• [Things to do]:
**1)** Summarize the news report on the Oregon couple's manslaughter case in two sentences.
**2)** Reproduce the stretch of the news report on the Oregon couple from "An Oregon couple, charged" through "treatment is sinful.".

• [Given passage]:
# # # #

An Oregon couple, charged with manslaughter in the death of their 12-year-old daughter, have asked that mention of their religious beliefs and faith healing practices be excluded from evidence during their trial.

Prosecutor Keith Stein contends that Travis and Wenona Rossiter are responsible for the death of Syble Rossiter who died of complications from diabetes in February 2013. 

“They knew she was in great peril ... They didn’t seek out medical care, and the reason they didn’t do it was their religious beliefs,” Stein said in a hearing Friday according to the Gazette Times of Corvallis, Ore. 

“This is what the case is about, and in truth, this is what happened,” he added.

The Rossiters were arrested in August. They are members of the Church of the First Born, a fundamentalist group that believes traditional medical treatment is sinful.

Police Capt. Eric Carter of Albany, Ore., was present at the couple’s arrest.

“The 12-year-old had a treatable medical condition and the parents did not provide adequate and necessary medical care to that child,” he told Portland’s KOIN News in August. “And that, unfortunately, resulted in the death of her on February 5 of this year.”

# # # #

• [Supplied data]:
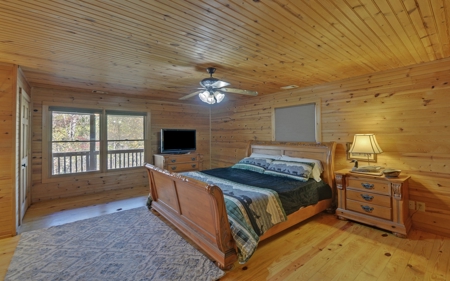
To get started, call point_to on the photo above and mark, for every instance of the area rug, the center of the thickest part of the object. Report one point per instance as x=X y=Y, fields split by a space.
x=127 y=245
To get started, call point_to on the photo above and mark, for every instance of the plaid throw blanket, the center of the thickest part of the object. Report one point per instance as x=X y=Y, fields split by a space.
x=251 y=211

# # # #

• [Responses for each task]:
**1)** Travis and Wenona Rossiter, an Oregon couple charged with manslaughter in the February 2013 death of their 12-year-old daughter Syble from complications of diabetes, have asked that their religious beliefs and faith healing practices be excluded from evidence at their trial. Prosecutor Keith Stein contends they knew she was in great peril but did not seek medical care because of their religious beliefs as members of the Church of the First Born, a fundamentalist group that believes traditional medical treatment is sinful.

**2)**
An Oregon couple, charged with manslaughter in the death of their 12-year-old daughter, have asked that mention of their religious beliefs and faith healing practices be excluded from evidence during their trial.

Prosecutor Keith Stein contends that Travis and Wenona Rossiter are responsible for the death of Syble Rossiter who died of complications from diabetes in February 2013. 

“They knew she was in great peril ... They didn’t seek out medical care, and the reason they didn’t do it was their religious beliefs,” Stein said in a hearing Friday according to the Gazette Times of Corvallis, Ore. 

“This is what the case is about, and in truth, this is what happened,” he added.

The Rossiters were arrested in August. They are members of the Church of the First Born, a fundamentalist group that believes traditional medical treatment is sinful.